— start RECORDS TO PROCESS —
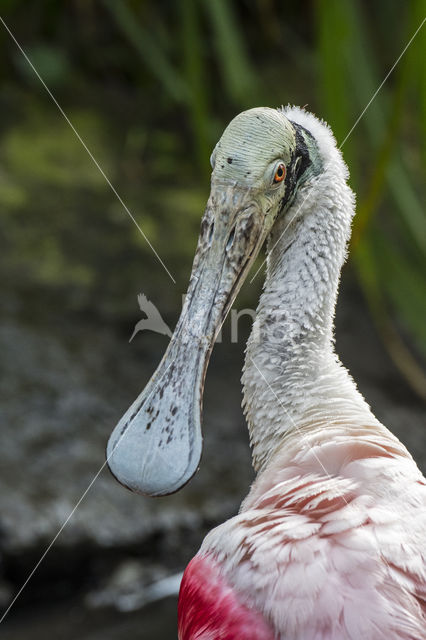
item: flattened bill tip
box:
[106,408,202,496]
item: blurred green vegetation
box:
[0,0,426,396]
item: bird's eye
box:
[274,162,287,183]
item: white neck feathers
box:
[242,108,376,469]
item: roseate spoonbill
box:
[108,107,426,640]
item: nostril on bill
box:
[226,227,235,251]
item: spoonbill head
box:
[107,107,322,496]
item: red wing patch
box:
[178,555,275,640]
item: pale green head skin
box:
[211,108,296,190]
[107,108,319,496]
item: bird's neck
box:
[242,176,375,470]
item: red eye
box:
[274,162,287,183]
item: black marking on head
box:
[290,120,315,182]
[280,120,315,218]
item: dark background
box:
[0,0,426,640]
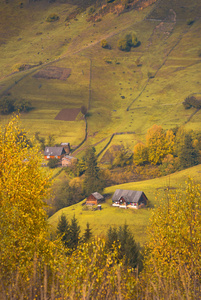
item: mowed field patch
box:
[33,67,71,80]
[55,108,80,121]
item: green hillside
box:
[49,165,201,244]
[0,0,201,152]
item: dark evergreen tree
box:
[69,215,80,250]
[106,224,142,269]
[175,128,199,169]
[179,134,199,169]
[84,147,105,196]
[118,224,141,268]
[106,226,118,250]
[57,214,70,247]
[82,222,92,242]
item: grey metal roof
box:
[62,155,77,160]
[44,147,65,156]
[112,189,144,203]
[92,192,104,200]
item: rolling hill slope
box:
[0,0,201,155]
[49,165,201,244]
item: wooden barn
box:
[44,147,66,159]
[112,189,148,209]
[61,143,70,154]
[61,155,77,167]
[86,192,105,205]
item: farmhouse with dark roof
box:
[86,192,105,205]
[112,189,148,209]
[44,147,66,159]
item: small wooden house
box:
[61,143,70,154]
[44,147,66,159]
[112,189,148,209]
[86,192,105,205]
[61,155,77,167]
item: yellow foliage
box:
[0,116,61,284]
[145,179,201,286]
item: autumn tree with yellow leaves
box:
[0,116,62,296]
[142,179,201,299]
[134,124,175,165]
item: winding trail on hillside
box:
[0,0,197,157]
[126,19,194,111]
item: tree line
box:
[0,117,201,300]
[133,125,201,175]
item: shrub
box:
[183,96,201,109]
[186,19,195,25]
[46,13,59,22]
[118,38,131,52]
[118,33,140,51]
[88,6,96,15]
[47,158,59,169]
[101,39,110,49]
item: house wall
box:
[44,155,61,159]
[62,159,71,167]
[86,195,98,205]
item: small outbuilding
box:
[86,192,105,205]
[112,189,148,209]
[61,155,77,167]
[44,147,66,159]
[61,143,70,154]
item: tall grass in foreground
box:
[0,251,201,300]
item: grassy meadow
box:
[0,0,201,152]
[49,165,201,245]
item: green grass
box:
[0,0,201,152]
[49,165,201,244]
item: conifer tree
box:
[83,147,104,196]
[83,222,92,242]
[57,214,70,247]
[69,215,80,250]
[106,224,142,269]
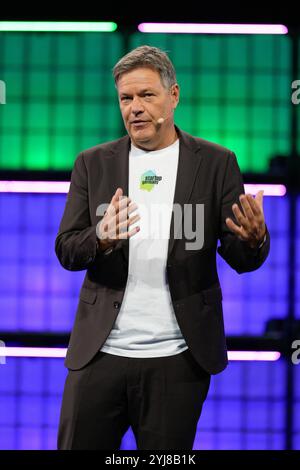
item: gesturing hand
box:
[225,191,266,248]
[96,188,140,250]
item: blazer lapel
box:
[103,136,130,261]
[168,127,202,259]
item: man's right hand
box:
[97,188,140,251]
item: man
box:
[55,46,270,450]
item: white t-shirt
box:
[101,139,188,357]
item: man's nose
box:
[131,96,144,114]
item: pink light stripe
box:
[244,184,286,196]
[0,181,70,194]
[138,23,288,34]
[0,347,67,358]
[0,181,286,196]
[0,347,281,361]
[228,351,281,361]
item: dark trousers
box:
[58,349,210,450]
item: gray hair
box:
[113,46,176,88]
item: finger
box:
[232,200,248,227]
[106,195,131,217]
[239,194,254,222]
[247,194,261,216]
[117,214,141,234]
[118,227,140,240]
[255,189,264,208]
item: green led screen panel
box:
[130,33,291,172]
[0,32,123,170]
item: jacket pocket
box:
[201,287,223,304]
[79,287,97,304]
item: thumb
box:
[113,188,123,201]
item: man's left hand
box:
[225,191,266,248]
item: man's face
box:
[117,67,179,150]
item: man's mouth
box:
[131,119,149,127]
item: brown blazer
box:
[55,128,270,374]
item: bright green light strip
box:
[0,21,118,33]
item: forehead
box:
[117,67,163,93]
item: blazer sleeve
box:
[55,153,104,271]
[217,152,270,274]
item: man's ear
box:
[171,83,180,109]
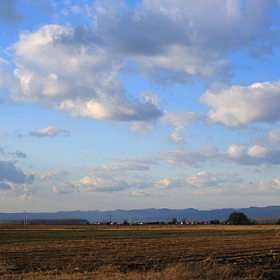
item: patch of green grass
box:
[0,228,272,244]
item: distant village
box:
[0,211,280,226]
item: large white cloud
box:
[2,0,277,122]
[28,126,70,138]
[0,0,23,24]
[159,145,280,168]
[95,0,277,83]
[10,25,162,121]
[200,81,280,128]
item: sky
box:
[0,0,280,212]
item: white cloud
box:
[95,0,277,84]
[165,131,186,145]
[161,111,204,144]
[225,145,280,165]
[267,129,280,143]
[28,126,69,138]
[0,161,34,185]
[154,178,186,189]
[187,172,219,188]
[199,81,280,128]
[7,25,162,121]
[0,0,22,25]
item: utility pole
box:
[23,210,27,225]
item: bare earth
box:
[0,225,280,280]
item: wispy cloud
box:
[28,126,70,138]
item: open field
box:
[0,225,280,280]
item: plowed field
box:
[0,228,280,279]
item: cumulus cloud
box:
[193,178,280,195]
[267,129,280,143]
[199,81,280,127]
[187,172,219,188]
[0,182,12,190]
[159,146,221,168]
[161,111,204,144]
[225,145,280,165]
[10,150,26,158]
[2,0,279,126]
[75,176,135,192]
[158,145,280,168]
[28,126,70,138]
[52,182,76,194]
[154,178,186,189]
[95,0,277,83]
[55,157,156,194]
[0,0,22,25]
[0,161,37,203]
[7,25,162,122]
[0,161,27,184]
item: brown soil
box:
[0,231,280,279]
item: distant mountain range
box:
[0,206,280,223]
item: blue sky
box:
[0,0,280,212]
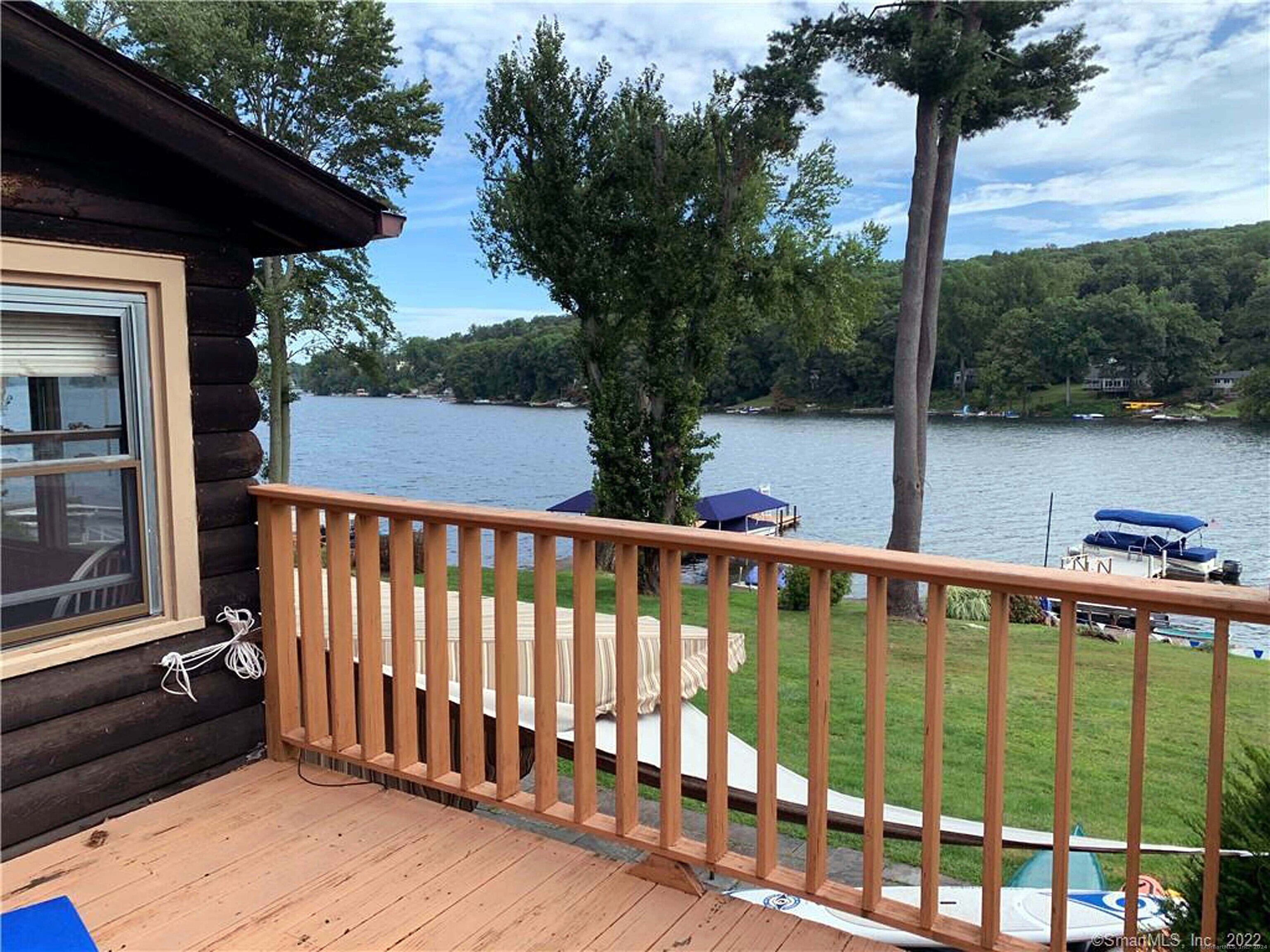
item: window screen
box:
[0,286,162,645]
— end RECORDS TO PROCESS —
§ **WORK REQUIRED**: Reproduce all of the rows above verbatim, leaving out the pictures.

§ **TASK ANSWER**:
item: flattened bill tip
box:
[106,408,202,496]
item: blurred green vegetation
box:
[0,0,426,396]
item: bird's eye
box:
[274,162,287,183]
item: white neck feathers
box:
[242,108,376,469]
item: roseate spoonbill
box:
[108,107,426,640]
item: nostril on bill
box:
[226,227,235,251]
item: spoonbill head
box:
[107,107,322,496]
item: red wing patch
box:
[178,555,275,640]
item: pale green head skin
box:
[211,108,296,190]
[107,108,319,496]
item: bird's neck
box:
[242,176,375,470]
item: red eye
box:
[274,162,287,183]
item: black marking on head
box:
[290,120,315,182]
[280,120,315,218]
item: dark background
box:
[0,0,426,640]
item: mowed field patch
box:
[33,67,71,80]
[55,108,80,121]
item: green hillside
box:
[49,165,201,244]
[0,0,201,152]
item: dark evergreen tree
box:
[69,215,80,250]
[106,224,142,269]
[175,128,199,169]
[179,134,199,169]
[84,147,105,196]
[118,224,141,268]
[106,226,118,250]
[57,214,70,247]
[82,222,92,242]
item: grey metal roof
box:
[62,155,77,160]
[44,147,65,156]
[112,189,144,203]
[92,192,104,200]
item: rolling hill slope
box:
[0,0,201,155]
[49,165,201,244]
item: wooden barn
box:
[44,147,66,159]
[112,189,148,209]
[61,143,70,154]
[61,155,77,167]
[86,192,105,205]
item: farmhouse with dark roof
box:
[86,192,105,205]
[112,189,148,209]
[44,147,66,159]
item: small wooden house
box:
[61,143,70,154]
[44,147,66,159]
[112,189,148,209]
[86,192,105,205]
[61,155,77,167]
item: yellow foliage
box:
[0,116,61,284]
[145,179,201,286]
item: autumn tree with yellow leaves
box:
[0,116,62,296]
[142,179,201,299]
[134,124,175,165]
item: winding trail on hillside
box:
[0,0,197,157]
[126,19,194,111]
item: tree line
box:
[0,117,201,300]
[133,125,201,175]
item: shrub
box:
[183,96,201,109]
[186,19,195,25]
[46,13,59,22]
[118,38,131,52]
[118,33,140,51]
[88,6,96,15]
[47,158,59,169]
[101,39,110,49]
item: house wall
box:
[44,155,61,159]
[62,159,71,167]
[86,195,98,205]
item: small outbuilding
box:
[86,192,105,205]
[112,189,148,209]
[61,155,77,167]
[44,147,66,159]
[61,143,70,154]
item: tall grass in foreground
box:
[0,251,201,300]
item: grassy meadow
box:
[0,0,201,152]
[49,165,201,245]
item: green grass
box:
[0,0,201,152]
[49,165,201,244]
item: conifer tree
box:
[83,147,104,196]
[83,222,92,242]
[57,214,70,247]
[69,215,80,250]
[106,224,142,269]
item: gesturing hand
box:
[225,191,266,248]
[96,188,140,250]
item: blazer lapel
box:
[103,136,130,261]
[168,127,202,259]
item: man's right hand
box:
[97,188,140,251]
item: man
box:
[55,46,270,450]
item: white t-shirt
box:
[101,139,188,357]
item: man's nose
box:
[131,96,144,114]
item: pink light stripe
box:
[244,184,286,196]
[0,181,70,194]
[138,23,288,34]
[0,347,67,358]
[0,181,286,196]
[0,347,281,361]
[228,351,281,361]
item: dark trousers
box:
[58,349,210,450]
item: gray hair
box:
[113,46,176,88]
item: finger
box:
[232,200,248,227]
[106,195,131,217]
[239,194,254,222]
[247,194,261,216]
[117,214,141,234]
[118,227,140,240]
[255,189,264,208]
item: green led screen panel
box:
[130,33,291,172]
[0,32,123,170]
item: jacket pocket
box:
[201,287,223,304]
[79,287,97,304]
item: thumb
box:
[113,188,123,201]
item: man's left hand
box:
[225,191,266,248]
item: man's face
box:
[117,67,179,150]
item: man's mouth
box:
[131,119,149,127]
item: brown blazer
box:
[55,128,270,374]
item: bright green light strip
box:
[0,21,118,33]
item: forehead
box:
[117,67,163,93]
item: blazer sleeve
box:
[55,153,104,271]
[217,152,270,274]
item: man's ear
box:
[171,83,180,109]
item: patch of green grass
box:
[0,228,272,244]
item: distant village
box:
[0,211,280,226]
item: large white cloud
box:
[2,0,277,122]
[28,126,70,138]
[0,0,23,24]
[159,145,280,168]
[95,0,277,83]
[10,25,162,121]
[200,81,280,128]
item: sky
box:
[0,0,280,212]
item: white cloud
box:
[95,0,277,84]
[165,131,186,145]
[161,111,204,144]
[225,145,280,165]
[267,129,280,143]
[28,126,69,138]
[0,161,34,185]
[154,178,186,189]
[187,172,219,188]
[199,81,280,128]
[7,25,162,121]
[0,0,22,25]
item: utility pole
box:
[23,210,27,225]
item: bare earth
box:
[0,225,280,280]
item: wispy cloud
box:
[28,126,70,138]
item: open field
box:
[0,225,280,280]
item: plowed field
box:
[0,228,280,279]
item: cumulus cloud
box:
[193,178,280,195]
[267,129,280,143]
[199,81,280,127]
[187,172,219,188]
[0,182,12,190]
[159,146,221,168]
[161,111,204,144]
[225,145,280,165]
[10,150,26,158]
[2,0,279,126]
[75,176,135,192]
[158,145,280,168]
[28,126,70,138]
[52,182,76,194]
[154,178,186,189]
[95,0,277,83]
[55,157,156,194]
[0,0,22,25]
[0,161,37,203]
[7,25,162,122]
[0,161,27,184]
item: brown soil
box:
[0,231,280,279]
item: distant mountain range
box:
[0,206,280,223]
item: blue sky
box:
[0,0,280,212]
item: window screen
box:
[0,286,162,645]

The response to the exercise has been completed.